**SHORT EXERCISE A**
Update the excerpt on ultrasonic pipe testing, starting with "In 2015, Wissam" and going on through "output [17] .", with "labor costs" changed to "production costs".

**EXCERPT**
In 2015, Wissam Alobaidi et al. surveyed seven types of defects commonly found in pipe joint welds, and five often-used types of welds in manufacturing. The correlation between each defect type and the NDT technologies which best reveal the defects is presented in a table [17] . The ability and shortcomings of four NDT techniques commonly used for testing pipe are compared, one of which is ultrasonic testing, and the table reports whether each technique can detect surface, or subsurface flaws. The paper examines ways in which new quality assurance techniques can be incorporated alongside the standard methods in order to overcome the shortcomings of current methods, with the aim to reduce labor costs and increase line output [17] .
Because the sensing mode of ultrasonic evaluation is a mechanical process, the frequency range is limited to avoid permanent damage to the targeted objects. Frequencies used most often range from 0.1 MHz to 25 MHz. Although Ultrasonic testing (UT) is capable of identifying surface defects, it is primarily used to detect and locate discontinuities that are below the surface, especially in metal parts. UT is useful for other types of inspection, including welds, wall thinning, and surface defects, as mentioned above [1] [7] .
This review paper presents applications of, and limitations of some ultrasonic techniques; we will demonstrate the fundamental theory of ultrasound and type of waves used; we will thoroughly examine the inspection approaches of the contact and angle beam techniques. Approaches discussed focus on the measurement of defects in oil and gas pipe manufacturing. Primarily we are interested in determining the depth of the defect (DD) below the material surface. We will also address the limitations of scanning pipe that depend on the transducers used (contact for pipe body and angle beam for welds). Moreover, the paper presents a literature survey for applications of ultrasonic techniques in the pipe industry. The primary aim for this review is to investigate possible future coupling of one of the ultrasonic techniques with other NDE techniques, to develop a hybrid detection system for discontinuities. This research study is an accumulation of the practical experience of the authors, as well as the practical experience represented by the reviewed papers.
2. Fundamental Theory of Ultrasonic
2.1. Ultrasound
Ultrasonic inspection uses sound as the source for testing the medium under consideration. This is the same kind of sound that creates the motion of our eardrums and allows us to hear. The vibrations used for Ultrasonic Testing (UT) are very much higher frequency than what we can hear. But just like any sound wave that moves through the air, the ultrasonic waves that are sent into metal will propagate through the solid medium. When these vibrations encounter interfaces between discontinuous materials (which represent defects in the materials and welds of pipes, for example) they will be reflected in predictable ways. UT is a commonly used method in industries for quality control purposes. It is useful for testing the integrity of metal parts, both before and after forming into pipes. The roll stock can be tested for invisible defects using straight beam ultrasonic testing, allowing the material to be categorized as acceptable, repairable, or scrap before it is incorporated into pipes [7] [17] [18] . Because air does not transmit ultrasound waves as well as solids or gels the difficulty of introducing the signals into metals is overcome by using water or grease as a conducting medium between the transducer and the material to be tested [13] .

**RECORDED DATA**
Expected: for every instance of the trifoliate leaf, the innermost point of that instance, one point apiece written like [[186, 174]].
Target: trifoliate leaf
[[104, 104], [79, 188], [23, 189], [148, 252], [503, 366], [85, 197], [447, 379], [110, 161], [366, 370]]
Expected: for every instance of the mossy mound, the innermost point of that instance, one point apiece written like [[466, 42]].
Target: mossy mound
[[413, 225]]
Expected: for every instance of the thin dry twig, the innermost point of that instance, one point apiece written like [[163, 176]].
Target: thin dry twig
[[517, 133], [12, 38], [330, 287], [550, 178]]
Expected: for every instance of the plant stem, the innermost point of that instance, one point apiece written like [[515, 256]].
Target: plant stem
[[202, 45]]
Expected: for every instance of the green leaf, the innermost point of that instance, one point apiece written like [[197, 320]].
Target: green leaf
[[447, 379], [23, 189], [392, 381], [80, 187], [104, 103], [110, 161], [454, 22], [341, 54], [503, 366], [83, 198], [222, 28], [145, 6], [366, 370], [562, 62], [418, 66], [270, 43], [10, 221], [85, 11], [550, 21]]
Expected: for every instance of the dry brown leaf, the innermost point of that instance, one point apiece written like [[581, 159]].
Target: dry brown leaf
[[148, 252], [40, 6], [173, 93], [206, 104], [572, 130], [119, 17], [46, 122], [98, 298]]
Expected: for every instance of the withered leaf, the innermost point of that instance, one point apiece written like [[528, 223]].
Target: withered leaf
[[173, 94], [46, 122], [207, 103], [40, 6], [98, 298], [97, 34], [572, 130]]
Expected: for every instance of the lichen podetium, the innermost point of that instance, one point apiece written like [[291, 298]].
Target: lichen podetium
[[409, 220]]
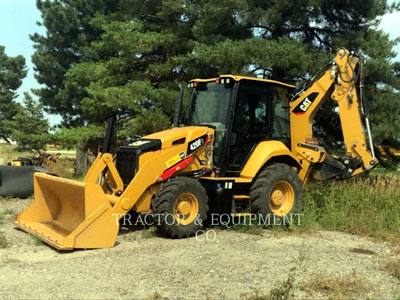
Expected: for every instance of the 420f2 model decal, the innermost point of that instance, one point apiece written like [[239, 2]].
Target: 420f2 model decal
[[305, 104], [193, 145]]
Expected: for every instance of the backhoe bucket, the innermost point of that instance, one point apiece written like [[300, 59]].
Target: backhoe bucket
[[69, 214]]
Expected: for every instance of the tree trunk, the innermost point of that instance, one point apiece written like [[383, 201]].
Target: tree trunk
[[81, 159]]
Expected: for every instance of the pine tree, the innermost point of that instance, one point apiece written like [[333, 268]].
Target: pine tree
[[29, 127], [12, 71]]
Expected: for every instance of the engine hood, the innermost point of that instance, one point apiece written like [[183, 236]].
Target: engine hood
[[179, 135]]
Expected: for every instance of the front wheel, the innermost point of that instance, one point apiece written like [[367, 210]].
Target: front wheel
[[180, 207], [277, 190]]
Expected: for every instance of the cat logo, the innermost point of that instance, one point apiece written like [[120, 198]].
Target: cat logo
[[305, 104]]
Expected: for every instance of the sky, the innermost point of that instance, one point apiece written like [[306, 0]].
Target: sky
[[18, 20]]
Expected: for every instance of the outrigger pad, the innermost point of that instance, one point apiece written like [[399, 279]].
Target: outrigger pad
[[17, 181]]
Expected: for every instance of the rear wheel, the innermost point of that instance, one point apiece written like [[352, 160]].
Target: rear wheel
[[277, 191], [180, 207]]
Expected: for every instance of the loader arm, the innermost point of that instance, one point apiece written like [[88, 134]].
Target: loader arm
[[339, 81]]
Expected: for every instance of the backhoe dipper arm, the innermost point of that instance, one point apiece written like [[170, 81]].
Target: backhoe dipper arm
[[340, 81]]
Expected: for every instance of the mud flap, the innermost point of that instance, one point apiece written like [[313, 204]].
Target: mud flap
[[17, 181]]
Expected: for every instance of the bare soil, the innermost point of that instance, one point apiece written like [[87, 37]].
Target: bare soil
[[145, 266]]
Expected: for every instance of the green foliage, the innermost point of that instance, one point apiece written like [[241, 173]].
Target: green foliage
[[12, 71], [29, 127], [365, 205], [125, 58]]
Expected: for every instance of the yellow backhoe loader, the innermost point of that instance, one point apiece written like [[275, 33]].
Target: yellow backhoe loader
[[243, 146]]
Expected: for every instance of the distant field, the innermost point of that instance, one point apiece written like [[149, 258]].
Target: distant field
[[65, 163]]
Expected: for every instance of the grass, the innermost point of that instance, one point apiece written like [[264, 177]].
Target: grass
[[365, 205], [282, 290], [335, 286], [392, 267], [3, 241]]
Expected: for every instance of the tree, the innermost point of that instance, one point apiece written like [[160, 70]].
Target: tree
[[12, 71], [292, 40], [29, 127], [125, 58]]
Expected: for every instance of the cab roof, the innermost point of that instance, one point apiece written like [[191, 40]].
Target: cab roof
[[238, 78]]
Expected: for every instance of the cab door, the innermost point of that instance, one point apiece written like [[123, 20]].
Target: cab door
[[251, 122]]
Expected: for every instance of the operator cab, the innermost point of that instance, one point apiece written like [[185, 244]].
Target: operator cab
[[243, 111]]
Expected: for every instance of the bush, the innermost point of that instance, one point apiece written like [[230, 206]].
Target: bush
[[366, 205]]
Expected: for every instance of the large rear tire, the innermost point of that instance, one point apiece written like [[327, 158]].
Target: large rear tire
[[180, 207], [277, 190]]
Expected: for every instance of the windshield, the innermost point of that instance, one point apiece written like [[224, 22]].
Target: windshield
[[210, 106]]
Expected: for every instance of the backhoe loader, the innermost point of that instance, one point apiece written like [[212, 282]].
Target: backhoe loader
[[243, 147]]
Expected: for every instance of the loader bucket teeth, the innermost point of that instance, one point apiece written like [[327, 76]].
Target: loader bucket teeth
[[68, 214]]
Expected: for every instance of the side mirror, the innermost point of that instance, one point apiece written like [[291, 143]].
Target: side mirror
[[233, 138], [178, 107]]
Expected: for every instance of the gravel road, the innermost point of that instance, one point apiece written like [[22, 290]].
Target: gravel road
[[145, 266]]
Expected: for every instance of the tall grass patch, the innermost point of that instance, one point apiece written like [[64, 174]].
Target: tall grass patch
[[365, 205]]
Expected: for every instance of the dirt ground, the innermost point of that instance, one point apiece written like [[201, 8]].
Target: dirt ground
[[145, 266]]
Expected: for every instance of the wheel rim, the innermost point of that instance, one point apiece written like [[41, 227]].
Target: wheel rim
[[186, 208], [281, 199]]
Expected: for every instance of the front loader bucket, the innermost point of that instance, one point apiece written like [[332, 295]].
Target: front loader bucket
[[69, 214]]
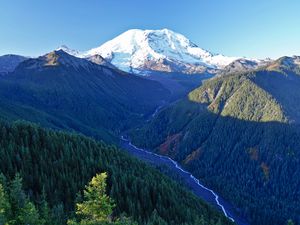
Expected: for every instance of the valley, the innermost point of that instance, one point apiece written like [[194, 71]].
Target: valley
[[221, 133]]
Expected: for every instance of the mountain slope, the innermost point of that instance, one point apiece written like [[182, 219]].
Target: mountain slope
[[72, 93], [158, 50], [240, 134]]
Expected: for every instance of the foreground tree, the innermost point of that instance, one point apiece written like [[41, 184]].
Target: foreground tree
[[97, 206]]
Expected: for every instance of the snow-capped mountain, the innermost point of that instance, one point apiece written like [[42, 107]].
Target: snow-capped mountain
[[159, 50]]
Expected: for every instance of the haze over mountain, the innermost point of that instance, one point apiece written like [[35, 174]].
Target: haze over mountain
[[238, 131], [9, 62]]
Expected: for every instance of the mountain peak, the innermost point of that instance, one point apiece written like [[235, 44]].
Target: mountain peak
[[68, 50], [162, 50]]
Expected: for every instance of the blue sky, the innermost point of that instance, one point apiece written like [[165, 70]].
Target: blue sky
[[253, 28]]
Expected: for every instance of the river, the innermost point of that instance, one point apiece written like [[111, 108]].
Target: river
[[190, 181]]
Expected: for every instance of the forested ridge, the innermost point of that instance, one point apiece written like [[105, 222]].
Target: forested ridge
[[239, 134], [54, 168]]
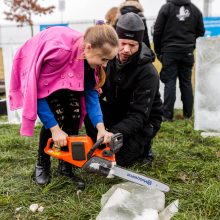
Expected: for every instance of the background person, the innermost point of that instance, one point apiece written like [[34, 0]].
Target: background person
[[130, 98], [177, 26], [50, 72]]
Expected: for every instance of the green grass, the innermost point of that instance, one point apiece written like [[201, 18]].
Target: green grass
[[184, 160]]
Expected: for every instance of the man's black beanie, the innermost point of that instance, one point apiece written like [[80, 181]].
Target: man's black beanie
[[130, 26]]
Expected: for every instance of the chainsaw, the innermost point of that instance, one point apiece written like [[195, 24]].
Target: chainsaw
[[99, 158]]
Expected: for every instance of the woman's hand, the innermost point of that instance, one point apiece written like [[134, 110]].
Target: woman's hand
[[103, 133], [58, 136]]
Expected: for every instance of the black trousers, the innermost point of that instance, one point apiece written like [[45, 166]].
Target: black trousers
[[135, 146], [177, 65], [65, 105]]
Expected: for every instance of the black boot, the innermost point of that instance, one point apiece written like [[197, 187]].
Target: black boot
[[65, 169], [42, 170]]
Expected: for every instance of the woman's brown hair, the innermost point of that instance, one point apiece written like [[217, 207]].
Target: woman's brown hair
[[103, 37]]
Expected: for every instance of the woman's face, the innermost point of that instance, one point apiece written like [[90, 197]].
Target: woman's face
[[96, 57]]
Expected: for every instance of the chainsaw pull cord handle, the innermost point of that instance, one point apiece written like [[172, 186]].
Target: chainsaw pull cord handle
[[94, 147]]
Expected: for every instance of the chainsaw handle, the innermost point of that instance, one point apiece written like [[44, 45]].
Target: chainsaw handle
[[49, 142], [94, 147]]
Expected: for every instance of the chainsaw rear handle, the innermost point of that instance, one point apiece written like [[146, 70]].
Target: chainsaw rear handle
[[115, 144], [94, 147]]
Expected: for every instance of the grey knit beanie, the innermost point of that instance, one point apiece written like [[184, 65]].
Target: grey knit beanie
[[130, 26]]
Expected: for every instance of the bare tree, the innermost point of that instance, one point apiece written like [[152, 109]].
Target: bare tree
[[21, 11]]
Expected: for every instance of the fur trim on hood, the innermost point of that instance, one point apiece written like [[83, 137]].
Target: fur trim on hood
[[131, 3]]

--

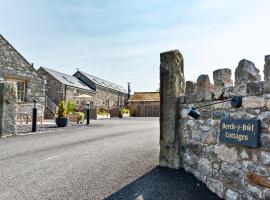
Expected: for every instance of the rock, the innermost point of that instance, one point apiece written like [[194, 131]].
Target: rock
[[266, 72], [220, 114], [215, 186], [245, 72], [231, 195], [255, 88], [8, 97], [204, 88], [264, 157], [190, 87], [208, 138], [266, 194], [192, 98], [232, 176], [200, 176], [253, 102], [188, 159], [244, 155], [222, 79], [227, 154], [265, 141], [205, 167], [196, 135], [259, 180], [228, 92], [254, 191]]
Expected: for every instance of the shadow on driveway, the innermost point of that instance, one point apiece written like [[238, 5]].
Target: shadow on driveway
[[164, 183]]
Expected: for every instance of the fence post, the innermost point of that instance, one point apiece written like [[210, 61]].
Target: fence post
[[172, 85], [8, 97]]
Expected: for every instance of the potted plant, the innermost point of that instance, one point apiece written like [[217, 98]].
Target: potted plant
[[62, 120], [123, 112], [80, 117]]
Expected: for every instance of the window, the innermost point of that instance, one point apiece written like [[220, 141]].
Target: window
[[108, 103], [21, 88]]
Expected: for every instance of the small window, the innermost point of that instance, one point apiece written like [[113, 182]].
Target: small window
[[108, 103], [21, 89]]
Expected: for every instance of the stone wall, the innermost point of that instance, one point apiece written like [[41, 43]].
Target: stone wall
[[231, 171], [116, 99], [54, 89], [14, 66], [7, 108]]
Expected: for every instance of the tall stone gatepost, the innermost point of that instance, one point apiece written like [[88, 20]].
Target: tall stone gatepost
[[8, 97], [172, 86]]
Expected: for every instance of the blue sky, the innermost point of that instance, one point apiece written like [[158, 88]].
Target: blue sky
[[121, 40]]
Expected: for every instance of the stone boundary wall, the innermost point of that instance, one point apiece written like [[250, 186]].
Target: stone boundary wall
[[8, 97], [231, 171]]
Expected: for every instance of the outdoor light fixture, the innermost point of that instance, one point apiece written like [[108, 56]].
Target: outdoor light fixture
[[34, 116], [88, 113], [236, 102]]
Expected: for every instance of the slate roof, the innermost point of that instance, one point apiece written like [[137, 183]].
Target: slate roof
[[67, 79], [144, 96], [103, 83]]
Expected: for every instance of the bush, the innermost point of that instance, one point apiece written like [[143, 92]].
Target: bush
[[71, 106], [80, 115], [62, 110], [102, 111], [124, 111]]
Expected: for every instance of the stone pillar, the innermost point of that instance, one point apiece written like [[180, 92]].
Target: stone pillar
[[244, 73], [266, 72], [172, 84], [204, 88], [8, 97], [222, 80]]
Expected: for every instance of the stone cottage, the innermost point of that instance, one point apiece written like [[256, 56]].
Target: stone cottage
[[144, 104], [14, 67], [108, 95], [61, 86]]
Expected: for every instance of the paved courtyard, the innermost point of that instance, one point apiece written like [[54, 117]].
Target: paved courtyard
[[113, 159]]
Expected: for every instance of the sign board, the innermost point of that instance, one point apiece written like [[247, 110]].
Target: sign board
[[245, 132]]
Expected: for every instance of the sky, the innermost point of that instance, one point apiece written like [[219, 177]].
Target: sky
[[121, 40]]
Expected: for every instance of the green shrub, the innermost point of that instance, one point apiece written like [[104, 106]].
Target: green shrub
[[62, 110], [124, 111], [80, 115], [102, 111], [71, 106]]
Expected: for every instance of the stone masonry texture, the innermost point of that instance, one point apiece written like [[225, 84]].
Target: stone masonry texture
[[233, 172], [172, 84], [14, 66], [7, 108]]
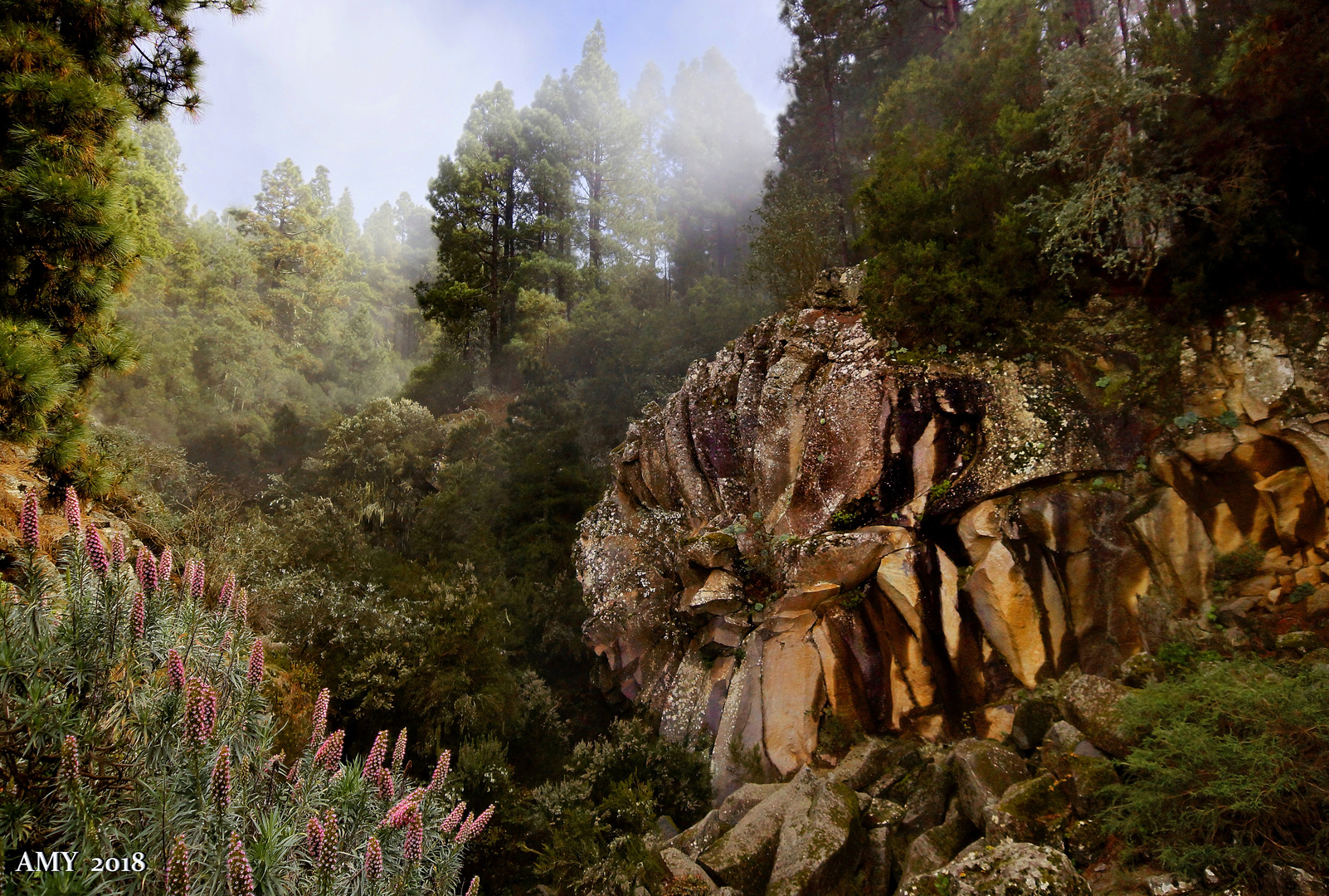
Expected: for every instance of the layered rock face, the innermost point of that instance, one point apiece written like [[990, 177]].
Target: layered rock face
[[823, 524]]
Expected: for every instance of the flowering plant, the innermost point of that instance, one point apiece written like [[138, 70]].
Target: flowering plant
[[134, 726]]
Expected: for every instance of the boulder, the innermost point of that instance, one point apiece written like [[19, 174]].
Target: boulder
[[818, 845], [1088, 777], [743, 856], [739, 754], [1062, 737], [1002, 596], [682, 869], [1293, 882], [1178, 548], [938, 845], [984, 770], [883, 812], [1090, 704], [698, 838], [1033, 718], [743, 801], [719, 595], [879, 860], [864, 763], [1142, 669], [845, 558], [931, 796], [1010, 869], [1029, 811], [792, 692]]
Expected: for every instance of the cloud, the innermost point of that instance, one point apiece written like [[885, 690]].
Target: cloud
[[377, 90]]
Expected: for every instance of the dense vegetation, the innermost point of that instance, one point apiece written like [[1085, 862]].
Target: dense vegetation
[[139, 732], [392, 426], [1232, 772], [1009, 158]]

---

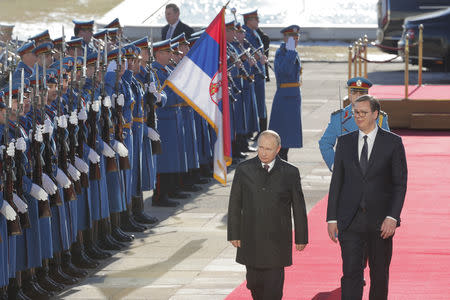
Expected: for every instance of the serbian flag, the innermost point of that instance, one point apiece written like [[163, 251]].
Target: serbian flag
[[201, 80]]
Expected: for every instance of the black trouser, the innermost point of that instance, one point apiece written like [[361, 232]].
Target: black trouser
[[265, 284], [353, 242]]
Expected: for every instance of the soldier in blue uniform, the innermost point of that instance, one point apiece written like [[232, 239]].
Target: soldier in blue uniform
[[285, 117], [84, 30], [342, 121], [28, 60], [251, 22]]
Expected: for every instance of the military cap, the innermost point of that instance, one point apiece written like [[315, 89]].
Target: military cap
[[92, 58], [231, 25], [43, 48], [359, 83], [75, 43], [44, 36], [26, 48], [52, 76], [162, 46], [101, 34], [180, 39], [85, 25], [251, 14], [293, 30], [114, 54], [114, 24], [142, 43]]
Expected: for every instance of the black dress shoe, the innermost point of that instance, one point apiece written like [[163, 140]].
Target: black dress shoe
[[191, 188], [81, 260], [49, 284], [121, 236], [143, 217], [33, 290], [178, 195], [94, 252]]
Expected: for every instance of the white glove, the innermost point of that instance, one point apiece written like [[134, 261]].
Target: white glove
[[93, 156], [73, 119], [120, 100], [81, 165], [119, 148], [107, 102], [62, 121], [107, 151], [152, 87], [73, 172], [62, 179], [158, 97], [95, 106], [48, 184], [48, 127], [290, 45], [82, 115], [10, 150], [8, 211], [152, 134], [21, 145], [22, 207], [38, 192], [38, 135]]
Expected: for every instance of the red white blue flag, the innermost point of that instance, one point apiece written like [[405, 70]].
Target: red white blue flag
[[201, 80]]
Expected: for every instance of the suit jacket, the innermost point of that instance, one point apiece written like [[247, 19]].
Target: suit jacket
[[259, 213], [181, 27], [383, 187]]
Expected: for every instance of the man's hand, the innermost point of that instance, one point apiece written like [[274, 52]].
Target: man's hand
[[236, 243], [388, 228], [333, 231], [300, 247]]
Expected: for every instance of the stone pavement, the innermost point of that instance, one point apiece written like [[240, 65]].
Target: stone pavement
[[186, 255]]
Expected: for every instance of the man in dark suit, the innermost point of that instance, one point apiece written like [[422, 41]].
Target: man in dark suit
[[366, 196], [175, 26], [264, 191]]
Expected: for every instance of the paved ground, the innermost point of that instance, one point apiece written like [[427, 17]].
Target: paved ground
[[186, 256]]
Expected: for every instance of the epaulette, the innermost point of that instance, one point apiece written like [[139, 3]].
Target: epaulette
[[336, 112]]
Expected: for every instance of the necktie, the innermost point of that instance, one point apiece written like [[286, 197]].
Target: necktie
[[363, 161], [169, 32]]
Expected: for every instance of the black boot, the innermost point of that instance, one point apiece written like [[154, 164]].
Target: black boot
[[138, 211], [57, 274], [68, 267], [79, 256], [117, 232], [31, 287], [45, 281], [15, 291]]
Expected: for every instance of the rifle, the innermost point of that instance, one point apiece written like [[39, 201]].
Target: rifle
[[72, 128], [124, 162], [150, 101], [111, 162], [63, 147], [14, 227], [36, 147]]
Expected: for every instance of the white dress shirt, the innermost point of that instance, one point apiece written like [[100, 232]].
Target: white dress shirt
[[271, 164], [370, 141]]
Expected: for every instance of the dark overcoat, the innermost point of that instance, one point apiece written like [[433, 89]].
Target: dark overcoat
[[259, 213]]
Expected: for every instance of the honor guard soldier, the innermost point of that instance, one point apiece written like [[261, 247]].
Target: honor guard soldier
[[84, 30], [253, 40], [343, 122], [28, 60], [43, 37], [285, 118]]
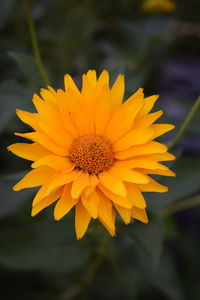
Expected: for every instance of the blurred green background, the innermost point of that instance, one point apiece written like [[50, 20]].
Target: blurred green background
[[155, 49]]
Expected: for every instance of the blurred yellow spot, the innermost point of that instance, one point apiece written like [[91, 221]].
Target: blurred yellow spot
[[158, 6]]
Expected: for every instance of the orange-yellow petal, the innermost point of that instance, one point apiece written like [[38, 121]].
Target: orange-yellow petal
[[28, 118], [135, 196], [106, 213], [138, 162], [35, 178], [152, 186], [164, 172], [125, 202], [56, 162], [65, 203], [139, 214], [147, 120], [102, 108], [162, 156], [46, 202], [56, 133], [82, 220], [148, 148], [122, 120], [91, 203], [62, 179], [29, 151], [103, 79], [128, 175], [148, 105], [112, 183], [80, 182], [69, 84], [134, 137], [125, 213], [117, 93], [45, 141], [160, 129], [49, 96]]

**SHORT EXERCISE B**
Copy the rows exactly, starting with the line with "Expected: for every instance of the trifoliate" and going on through the line with "[[81, 159]]". Leave the pictures out.

**FINAL RESULT A**
In 2015, Wissam Alobaidi et al. surveyed seven types of defects commonly found in pipe joint welds, and five often-used types of welds in manufacturing. The correlation between each defect type and the NDT technologies which best reveal the defects is presented in a table [17] . The ability and shortcomings of four NDT techniques commonly used for testing pipe are compared, one of which is ultrasonic testing, and the table reports whether each technique can detect surface, or subsurface flaws. The paper examines ways in which new quality assurance techniques can be incorporated alongside the standard methods in order to overcome the shortcomings of current methods, with the aim to reduce production costs and increase line output [17] .

**FINAL RESULT B**
Expected: for every instance of the trifoliate leaf, the innermost point of that instance, one point apiece written like [[186, 174]].
Target: trifoliate leaf
[[104, 104], [79, 188], [23, 189], [148, 252], [503, 366], [85, 197], [447, 379], [110, 161], [366, 370]]
Expected: for every instance of the mossy mound, the innermost point of that instance, one point apiece written like [[466, 42]].
Target: mossy mound
[[413, 225]]
Expected: for every instance of the thin dry twig, the innermost point of that instance, one point apiece written like [[163, 176]].
Target: thin dry twig
[[517, 133], [12, 38], [330, 287], [550, 178]]
Expected: for every instance of the plant stem, the innermost point of that instance, one point apiece written like [[515, 256]].
Target: plant stem
[[202, 45]]
Expected: for every instance of the green leaf, the innermost point of that instance, one point apiece written like [[197, 320]].
Target: green leaf
[[447, 379], [23, 189], [392, 381], [80, 187], [104, 103], [110, 161], [454, 22], [341, 54], [503, 366], [83, 198], [222, 28], [145, 6], [366, 370], [562, 62], [418, 66], [270, 43], [10, 221], [85, 11], [550, 21]]
Expected: for every instance of the dry brown leaf, the innermost point of that instance, one point apiece written like [[581, 159]].
Target: dry brown leaf
[[148, 252], [40, 6], [173, 93], [206, 104], [572, 130], [119, 17], [46, 122], [98, 298]]
Expected: for every instance of the withered leaf, the innermost point of that instance, one point apiece written like [[528, 223]].
Target: withered leaf
[[173, 94], [46, 122], [207, 103], [40, 6], [98, 298], [97, 34], [572, 130]]
Expected: for every instance of the lichen podetium, the innermost point of that instance, one point apiece written like [[291, 298]].
Target: lichen podetium
[[409, 220]]
Expected: for every instance of the 420f2 model decal, the innermost point of that instance, one point apiece written like [[239, 2]].
Target: 420f2 model decal
[[305, 104], [193, 145]]
Expected: for every instance of the backhoe bucket, the innermost point of that instance, one point apiece written like [[300, 59]].
Target: backhoe bucket
[[69, 214]]
Expected: for every instance of the tree trunk, the innermost point of that instance, one point apiece written like [[383, 201]].
Target: tree trunk
[[81, 159]]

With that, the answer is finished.